*Requirement*: According to the text on workplace drug testing, which five illegal drugs did the late-1980s federal regulations focus on testing for in urine?

*Text excerpt*:
◆ ◆ ◆
Workplace drug testing also has expanded to non-safety sensitive industries, such as retail and commercial workplaces, to reduce theft, accidents, and lost productivity. Drug testing is vital for identification, treatment, and monitoring of those with addictions.

Drug testing became common in the workplace with the implementation of federal drug test requirements of the late 1980s. Although these regulations applied only to federally mandated drug and alcohol testing, they were widely used as a model for unregulated workplace programs. They focused on testing for five illegal drugs of abuse in urine: opiates/heroin, cocaine, marijuana, PCP, and amphetamines. While these federal regulations have been useful, it is past time to update workplace drug testing in the face of rapidly changing drug epidemic and rapidly evolving testing technology.

Today, many of the most commonly abused drugs are not included in federally mandated — and many other — drug testing programs. Prescription drug abuse is the fastest-growing drug problem in the United States. It will continue to spread internationally, as will abuse of synthetic drugs. Current drug testing programs, following the lead of federal programs, do not identify most nonmedical prescription and synthetic drug use, leaving many illegal drug users undetected and a safety threat to themselves, to the workplace, and to the public.

  • The Epidemic of Nonmedical Prescription Drug Use
    Nonmedical prescription drug use is the defining drug problem of the 21st Century. As Gil Kerlikowske, director of the White House Office of National Drug Control Policy (ONDCP), recently said, “Prescription drug abuse is a silent epidemic that is stealing thousands of lives and tearing apart communities and families across America.”
◆ ◆ ◆
*Data section*:
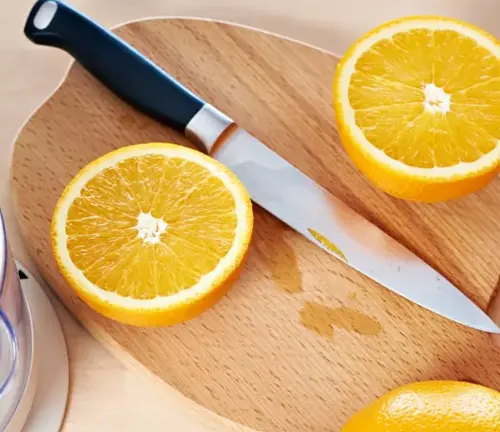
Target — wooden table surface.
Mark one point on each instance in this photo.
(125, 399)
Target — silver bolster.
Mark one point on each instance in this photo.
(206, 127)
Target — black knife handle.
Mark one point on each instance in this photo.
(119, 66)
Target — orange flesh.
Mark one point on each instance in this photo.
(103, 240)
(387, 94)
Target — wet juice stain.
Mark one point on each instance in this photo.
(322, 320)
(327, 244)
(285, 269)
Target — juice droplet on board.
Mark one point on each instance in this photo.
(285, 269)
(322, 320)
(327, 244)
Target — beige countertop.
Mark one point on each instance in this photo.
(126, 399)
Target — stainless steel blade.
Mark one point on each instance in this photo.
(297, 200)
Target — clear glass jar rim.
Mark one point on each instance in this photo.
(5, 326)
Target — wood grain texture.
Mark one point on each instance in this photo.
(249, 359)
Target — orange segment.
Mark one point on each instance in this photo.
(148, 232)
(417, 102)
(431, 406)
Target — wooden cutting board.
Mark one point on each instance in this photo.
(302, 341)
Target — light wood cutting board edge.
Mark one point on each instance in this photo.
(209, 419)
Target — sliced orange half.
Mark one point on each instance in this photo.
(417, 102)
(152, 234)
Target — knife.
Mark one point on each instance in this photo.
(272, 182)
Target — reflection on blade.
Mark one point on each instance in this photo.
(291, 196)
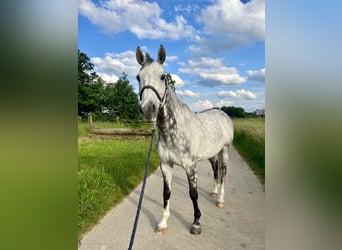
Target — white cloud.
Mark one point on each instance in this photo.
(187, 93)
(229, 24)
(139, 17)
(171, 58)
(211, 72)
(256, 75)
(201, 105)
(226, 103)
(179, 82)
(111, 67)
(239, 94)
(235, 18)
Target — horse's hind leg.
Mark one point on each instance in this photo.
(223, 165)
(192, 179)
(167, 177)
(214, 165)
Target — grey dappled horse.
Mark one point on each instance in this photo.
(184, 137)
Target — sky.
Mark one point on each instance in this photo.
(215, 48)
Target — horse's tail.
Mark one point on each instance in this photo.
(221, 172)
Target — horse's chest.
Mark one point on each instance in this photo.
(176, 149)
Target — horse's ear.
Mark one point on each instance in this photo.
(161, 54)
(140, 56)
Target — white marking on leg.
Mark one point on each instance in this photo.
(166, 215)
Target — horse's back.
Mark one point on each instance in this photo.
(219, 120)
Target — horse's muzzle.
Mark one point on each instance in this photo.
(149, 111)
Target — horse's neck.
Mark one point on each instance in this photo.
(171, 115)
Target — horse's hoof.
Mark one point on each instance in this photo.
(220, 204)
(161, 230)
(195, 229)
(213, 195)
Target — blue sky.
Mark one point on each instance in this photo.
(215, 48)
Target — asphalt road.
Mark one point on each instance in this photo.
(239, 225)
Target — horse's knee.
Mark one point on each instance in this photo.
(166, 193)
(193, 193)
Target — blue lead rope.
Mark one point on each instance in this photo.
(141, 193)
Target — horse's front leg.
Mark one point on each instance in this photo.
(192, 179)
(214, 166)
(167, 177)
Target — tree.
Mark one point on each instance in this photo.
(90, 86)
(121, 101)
◆ ◆ ◆
*Reply to the exercise*: Opiates/heroin, cocaine, marijuana, PCP, and amphetamines.